Problem description: Reproduce the section of the lawsuit summary from "United States district court case" up to and including "Advisory Committee Act.", word for word.

- Court: United States District Court for the Southern District of New York
- Full case name: NAACP Legal Defense & Educational Fund, Inc.; The Ordinary People Society; HEALSTL; National Association for the Advancement of Colored People Pennsylvania State Conference; National Association for the Advancement of Colored People Florida State Conference; Hispanic Federation; Mi Familia Vota; Southwest Voter Registration Education Project;and Labor Council for Latin American Advancement v. Donald J. Trump, in his official capacity as President of the United States of America; Presidential Advisory Commission on Election Integrity, an advisory committee commissioned by President Trump; Michael Pence, in his official capacity as Vice President of the United States and chair of the Presidential Advisory Commission on Election Integrity; Kris W. Kobach in his official capacity as Vice Chair of the Presidential Advisory Commission on Election Integrity
- Decided: Dismissed on February 28, 2018
- Defendants: Donald J. Trump Presidential Advisory Commission on Election Integrity Michael Pence Kris W. Kobach
- Counsel for plaintiffs: Sherrilyn Ifill Janai Nelson Samuel Spital Rachel Kleinman Natasha C. Merle Mexican American Legal Defense and Educational Fund LatinoJustice PRLDEF
- Plaintiffs: NAACP Legal Defense and Educational Fund, Inc. The Ordinary People Society #HealSTL Hispanic Federation Mi Familia Vota Southwest Voter Education Project Labor Council for Latin American Advancement Florida State Conference of the NAACP Pennsylvania State Conference of the NAACP
- Citation: No. 1:17-cv-05427

Court membership
- Judge sitting: Andrew L. Carter Jr.

= NAACP LDF v. Trump =

United States district court case

NAACP Legal Defense & Educational Fund, Inc. v. Trump, No. 1:17-cv-05427-ALC (S.D.N.Y. 2017), was a lawsuit filed in the United States District Court for the Southern District of New York. The plaintiffs, the NAACP Legal Defense Fund, The Ordinary People Society, and a coalition of civil rights groups alleged that the defendants, President Donald Trump, the Vice President Michael Pence, and Kris Kobach were in violation of the Fifth and Fifteenth Amendments and the Federal Advisory Committee Act by establishing the Presidential Advisory Commission on Election Integrity (PEIC) for the purpose of intentionally discriminating against Black and Latino voters in violation of the Fifth and Fifteenth Amendments to the Constitution and the Federal Advisory Committee Act.

Point annotations on photos:
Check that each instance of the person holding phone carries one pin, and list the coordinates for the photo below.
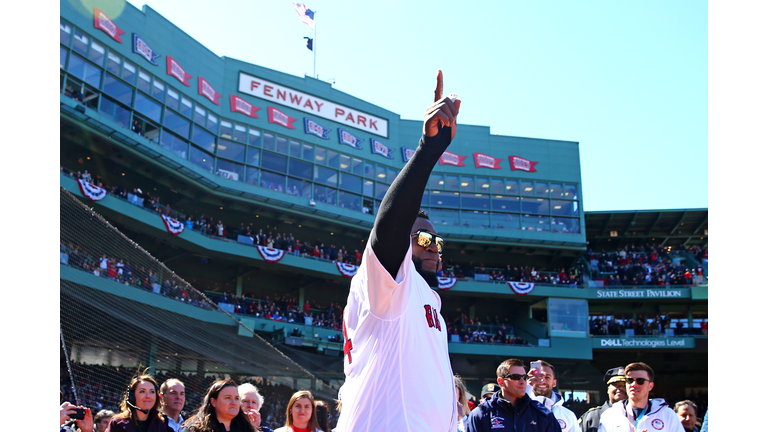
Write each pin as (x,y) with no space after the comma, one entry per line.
(395,336)
(639,411)
(511,409)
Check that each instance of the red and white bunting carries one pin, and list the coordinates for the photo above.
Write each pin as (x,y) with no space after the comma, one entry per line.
(485,161)
(521,288)
(518,163)
(172,225)
(94,193)
(270,254)
(446,283)
(347,270)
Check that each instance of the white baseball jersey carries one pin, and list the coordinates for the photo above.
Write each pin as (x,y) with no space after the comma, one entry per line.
(398,373)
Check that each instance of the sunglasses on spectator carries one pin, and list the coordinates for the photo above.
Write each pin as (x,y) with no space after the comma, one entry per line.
(426,238)
(516,377)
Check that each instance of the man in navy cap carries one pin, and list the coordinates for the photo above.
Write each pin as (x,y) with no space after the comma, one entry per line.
(617,391)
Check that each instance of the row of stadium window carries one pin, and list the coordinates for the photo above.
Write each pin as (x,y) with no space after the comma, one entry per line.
(138,101)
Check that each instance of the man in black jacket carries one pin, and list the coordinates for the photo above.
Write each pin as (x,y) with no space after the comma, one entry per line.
(511,409)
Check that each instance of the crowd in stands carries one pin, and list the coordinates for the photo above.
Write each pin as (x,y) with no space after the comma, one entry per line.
(102,387)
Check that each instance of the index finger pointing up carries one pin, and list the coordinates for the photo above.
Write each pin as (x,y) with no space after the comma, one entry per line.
(439,86)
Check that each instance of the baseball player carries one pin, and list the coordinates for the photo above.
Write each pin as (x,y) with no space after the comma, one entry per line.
(398,373)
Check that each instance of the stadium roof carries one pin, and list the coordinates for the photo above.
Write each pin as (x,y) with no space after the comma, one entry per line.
(673,227)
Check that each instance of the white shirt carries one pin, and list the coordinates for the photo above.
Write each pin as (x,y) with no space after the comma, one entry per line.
(398,373)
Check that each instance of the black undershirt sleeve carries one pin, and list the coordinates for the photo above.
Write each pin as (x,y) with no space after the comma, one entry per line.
(390,237)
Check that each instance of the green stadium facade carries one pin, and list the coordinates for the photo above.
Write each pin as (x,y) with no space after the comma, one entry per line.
(243,143)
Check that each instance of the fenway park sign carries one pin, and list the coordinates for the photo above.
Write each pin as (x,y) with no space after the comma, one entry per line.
(310,104)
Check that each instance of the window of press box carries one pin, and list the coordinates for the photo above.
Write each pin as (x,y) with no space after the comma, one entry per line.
(65,33)
(149,130)
(300,168)
(80,43)
(252,176)
(158,90)
(444,217)
(231,150)
(281,145)
(85,71)
(229,170)
(505,221)
(117,89)
(174,144)
(203,138)
(129,73)
(295,149)
(63,52)
(542,189)
(115,111)
(145,82)
(300,188)
(201,158)
(113,63)
(213,123)
(97,53)
(148,107)
(226,129)
(273,181)
(254,137)
(268,142)
(253,155)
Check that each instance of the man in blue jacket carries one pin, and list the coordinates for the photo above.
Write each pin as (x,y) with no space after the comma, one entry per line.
(511,409)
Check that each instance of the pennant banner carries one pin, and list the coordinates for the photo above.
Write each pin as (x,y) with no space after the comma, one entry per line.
(238,104)
(347,138)
(446,283)
(518,163)
(407,153)
(172,225)
(315,128)
(347,270)
(207,90)
(521,288)
(270,254)
(449,158)
(102,22)
(485,161)
(278,117)
(94,193)
(141,48)
(175,70)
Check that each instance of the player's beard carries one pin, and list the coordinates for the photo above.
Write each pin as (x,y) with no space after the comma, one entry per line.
(429,277)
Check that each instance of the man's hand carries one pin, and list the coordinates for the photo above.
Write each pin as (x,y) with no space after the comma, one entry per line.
(441,113)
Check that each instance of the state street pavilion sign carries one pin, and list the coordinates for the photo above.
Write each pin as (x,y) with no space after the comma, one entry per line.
(309,104)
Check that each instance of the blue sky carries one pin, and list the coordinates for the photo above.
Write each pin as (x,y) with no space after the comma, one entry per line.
(627,80)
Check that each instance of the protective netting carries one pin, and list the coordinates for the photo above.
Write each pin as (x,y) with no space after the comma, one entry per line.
(121,310)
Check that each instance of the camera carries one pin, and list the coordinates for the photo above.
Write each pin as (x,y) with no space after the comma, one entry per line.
(79,414)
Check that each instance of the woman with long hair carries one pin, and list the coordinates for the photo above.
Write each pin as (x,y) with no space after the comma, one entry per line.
(140,408)
(220,411)
(301,414)
(461,401)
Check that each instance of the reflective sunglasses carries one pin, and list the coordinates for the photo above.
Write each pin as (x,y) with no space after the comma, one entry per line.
(426,238)
(517,377)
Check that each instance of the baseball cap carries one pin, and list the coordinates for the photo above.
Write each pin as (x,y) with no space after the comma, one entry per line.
(490,389)
(615,374)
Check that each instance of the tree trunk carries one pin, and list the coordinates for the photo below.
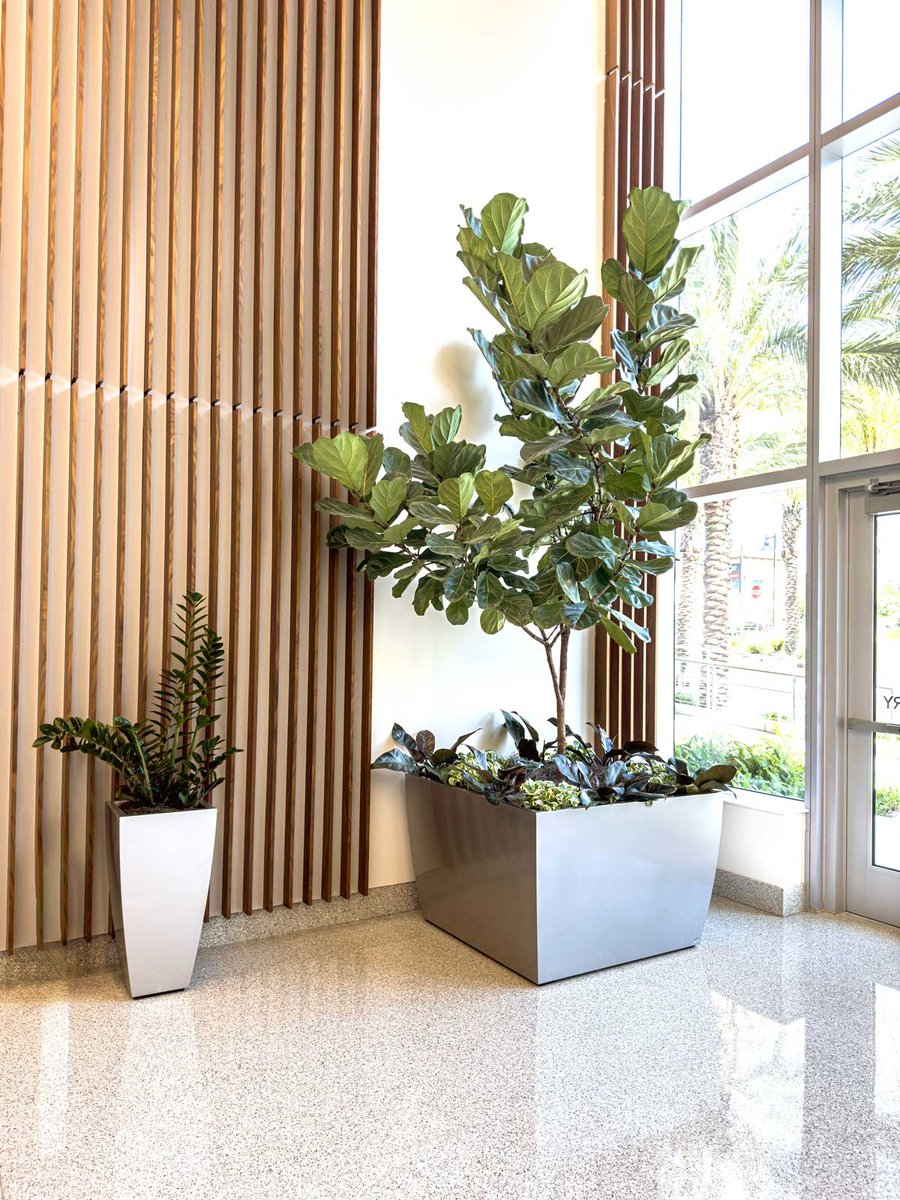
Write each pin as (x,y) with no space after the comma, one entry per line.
(685,616)
(791,523)
(559,677)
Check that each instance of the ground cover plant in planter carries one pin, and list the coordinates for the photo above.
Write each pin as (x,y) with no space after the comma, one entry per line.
(558,541)
(161,827)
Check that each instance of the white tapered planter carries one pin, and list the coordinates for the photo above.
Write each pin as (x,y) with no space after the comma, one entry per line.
(160,867)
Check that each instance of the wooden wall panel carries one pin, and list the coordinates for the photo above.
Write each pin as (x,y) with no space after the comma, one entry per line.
(624,695)
(187,239)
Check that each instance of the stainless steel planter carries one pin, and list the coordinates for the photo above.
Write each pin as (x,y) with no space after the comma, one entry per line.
(556,894)
(160,867)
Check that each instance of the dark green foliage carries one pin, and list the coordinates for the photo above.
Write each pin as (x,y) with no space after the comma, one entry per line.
(172,759)
(598,447)
(543,778)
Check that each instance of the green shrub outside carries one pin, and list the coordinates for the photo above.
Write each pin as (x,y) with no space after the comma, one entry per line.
(763,767)
(773,767)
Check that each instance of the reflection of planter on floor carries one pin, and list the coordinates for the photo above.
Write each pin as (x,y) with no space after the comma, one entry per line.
(556,894)
(160,868)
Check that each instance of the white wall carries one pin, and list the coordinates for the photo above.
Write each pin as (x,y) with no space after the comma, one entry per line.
(477,97)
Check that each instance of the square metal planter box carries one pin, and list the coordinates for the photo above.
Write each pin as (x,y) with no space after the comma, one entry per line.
(160,868)
(556,894)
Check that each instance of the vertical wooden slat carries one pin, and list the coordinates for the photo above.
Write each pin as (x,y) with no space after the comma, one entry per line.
(343,281)
(215,417)
(196,193)
(18,537)
(149,318)
(366,736)
(371,407)
(372,247)
(253,657)
(256,469)
(129,135)
(217,205)
(349,695)
(96,501)
(171,328)
(353,397)
(315,521)
(41,714)
(277,389)
(3,105)
(303,64)
(237,390)
(172,252)
(195,293)
(624,697)
(123,465)
(336,414)
(153,109)
(274,657)
(72,491)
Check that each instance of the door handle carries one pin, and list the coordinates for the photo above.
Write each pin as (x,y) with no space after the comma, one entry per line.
(858,723)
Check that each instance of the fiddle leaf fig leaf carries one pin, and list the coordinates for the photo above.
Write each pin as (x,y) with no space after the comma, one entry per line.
(387,498)
(502,222)
(671,282)
(456,495)
(495,489)
(575,325)
(397,462)
(568,534)
(618,635)
(551,291)
(375,457)
(492,621)
(445,426)
(343,459)
(649,227)
(419,426)
(577,361)
(636,299)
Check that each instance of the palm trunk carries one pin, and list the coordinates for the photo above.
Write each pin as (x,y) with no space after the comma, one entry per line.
(685,616)
(717,597)
(719,460)
(791,522)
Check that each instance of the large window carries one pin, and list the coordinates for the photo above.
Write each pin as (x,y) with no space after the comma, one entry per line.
(789,154)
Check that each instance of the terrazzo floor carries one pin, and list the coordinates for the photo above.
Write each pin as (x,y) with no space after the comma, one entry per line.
(384,1059)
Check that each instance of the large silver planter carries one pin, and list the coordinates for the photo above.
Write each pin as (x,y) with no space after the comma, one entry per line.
(160,868)
(556,894)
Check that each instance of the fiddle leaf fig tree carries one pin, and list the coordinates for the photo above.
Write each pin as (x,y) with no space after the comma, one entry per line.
(562,538)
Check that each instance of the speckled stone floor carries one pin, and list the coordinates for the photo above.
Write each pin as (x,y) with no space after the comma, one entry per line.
(384,1059)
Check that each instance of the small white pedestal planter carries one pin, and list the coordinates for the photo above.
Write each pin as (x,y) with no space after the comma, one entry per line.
(160,868)
(556,894)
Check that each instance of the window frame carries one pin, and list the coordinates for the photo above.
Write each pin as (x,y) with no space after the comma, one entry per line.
(820,159)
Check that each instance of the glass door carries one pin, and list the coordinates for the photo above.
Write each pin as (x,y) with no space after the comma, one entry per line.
(874,705)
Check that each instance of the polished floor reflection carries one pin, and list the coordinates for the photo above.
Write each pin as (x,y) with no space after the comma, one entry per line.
(384,1059)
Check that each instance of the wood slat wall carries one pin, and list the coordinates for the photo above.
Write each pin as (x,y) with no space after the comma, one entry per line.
(624,693)
(187,238)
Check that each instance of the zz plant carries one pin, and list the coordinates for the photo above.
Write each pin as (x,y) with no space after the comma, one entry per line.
(172,759)
(562,538)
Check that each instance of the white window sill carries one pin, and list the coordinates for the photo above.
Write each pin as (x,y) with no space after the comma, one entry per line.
(779,805)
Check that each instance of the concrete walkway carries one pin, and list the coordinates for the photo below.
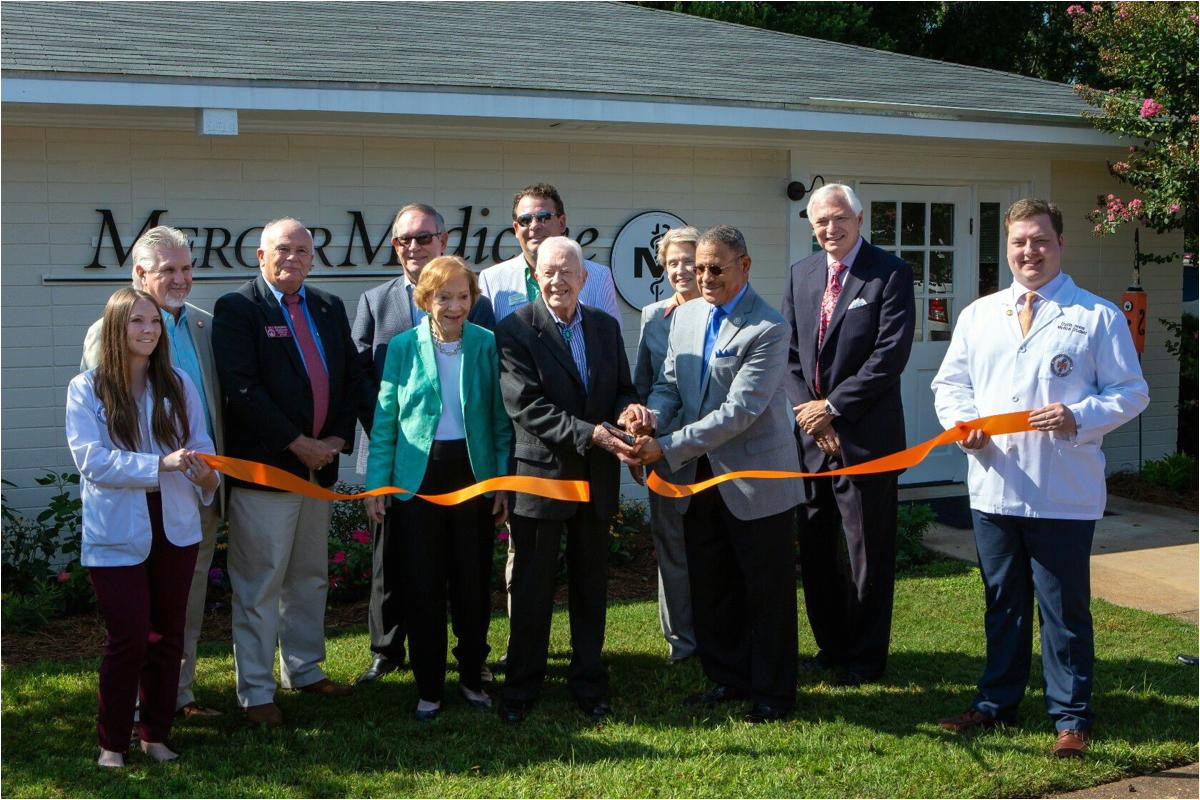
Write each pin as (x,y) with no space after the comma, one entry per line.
(1144,557)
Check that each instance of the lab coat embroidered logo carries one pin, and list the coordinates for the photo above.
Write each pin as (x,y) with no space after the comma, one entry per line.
(1061,365)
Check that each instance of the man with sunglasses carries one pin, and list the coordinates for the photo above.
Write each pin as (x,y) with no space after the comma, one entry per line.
(418,235)
(720,395)
(538,215)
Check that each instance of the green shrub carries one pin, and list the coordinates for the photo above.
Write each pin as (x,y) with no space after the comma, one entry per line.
(913,519)
(1176,471)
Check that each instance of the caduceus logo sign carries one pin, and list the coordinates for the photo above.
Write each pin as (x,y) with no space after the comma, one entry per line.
(640,278)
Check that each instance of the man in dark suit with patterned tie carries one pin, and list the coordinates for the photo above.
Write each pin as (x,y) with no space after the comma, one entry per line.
(291,378)
(851,313)
(418,235)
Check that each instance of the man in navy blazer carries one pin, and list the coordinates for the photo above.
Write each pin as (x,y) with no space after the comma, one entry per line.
(291,379)
(851,313)
(418,235)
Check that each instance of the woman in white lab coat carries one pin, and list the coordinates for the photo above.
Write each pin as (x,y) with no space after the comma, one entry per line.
(135,426)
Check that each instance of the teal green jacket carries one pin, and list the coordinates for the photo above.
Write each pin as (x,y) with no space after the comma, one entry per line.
(411,404)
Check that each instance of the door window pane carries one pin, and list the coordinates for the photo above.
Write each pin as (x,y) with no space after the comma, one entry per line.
(941,224)
(916,259)
(883,224)
(939,319)
(912,223)
(941,272)
(990,247)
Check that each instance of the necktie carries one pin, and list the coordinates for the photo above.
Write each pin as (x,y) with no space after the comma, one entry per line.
(828,302)
(318,379)
(1026,314)
(714,328)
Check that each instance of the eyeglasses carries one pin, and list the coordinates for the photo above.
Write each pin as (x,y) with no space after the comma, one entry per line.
(543,217)
(715,271)
(421,239)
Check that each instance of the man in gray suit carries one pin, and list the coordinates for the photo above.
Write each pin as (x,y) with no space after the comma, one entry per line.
(721,395)
(419,235)
(162,268)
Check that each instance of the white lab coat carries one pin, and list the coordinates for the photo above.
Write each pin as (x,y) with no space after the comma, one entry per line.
(113,481)
(1078,353)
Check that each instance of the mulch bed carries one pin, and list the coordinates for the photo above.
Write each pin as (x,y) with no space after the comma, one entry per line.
(1133,486)
(83,636)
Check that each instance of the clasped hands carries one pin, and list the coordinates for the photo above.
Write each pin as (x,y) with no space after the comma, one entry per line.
(817,422)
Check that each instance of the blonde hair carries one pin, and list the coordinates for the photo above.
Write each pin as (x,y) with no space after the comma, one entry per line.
(439,272)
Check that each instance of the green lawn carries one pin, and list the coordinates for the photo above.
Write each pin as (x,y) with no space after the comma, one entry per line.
(876,741)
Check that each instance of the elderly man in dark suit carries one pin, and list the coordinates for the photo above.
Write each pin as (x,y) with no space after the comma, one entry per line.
(851,313)
(291,378)
(418,235)
(563,373)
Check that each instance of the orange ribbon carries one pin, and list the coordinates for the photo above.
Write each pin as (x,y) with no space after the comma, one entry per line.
(577,491)
(277,479)
(999,423)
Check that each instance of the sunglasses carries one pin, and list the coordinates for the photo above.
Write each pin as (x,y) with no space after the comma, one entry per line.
(420,239)
(543,217)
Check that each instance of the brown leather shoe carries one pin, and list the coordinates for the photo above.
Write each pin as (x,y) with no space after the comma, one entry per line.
(195,709)
(1072,744)
(268,714)
(967,720)
(327,687)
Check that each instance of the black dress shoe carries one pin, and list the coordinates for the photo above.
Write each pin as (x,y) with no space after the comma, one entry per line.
(514,711)
(595,709)
(717,695)
(378,668)
(766,713)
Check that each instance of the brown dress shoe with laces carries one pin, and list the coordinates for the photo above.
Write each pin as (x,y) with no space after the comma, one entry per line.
(327,687)
(969,720)
(1072,744)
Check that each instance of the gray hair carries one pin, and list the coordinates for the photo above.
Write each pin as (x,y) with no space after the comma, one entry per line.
(688,235)
(273,223)
(424,209)
(856,205)
(726,235)
(145,248)
(562,242)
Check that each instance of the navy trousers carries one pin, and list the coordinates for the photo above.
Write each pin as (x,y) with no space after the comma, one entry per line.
(1023,558)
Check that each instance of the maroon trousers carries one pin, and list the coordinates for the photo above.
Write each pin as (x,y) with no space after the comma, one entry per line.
(143,607)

Reply to the exercise:
United States district court case

NAACP Legal Defense & Educational Fund, Inc. v. Trump, No. 1:17-cv-05427-ALC (S.D.N.Y. 2017), was a lawsuit filed in the United States District Court for the Southern District of New York. The plaintiffs, the NAACP Legal Defense Fund, The Ordinary People Society, and a coalition of civil rights groups alleged that the defendants, President Donald Trump, the Vice President Michael Pence, and Kris Kobach were in violation of the Fifth and Fifteenth Amendments and the Federal Advisory Committee Act by establishing the Presidential Advisory Commission on Election Integrity (PEIC) for the purpose of intentionally discriminating against Black and Latino voters in violation of the Fifth and Fifteenth Amendments to the Constitution and the Federal Advisory Committee Act.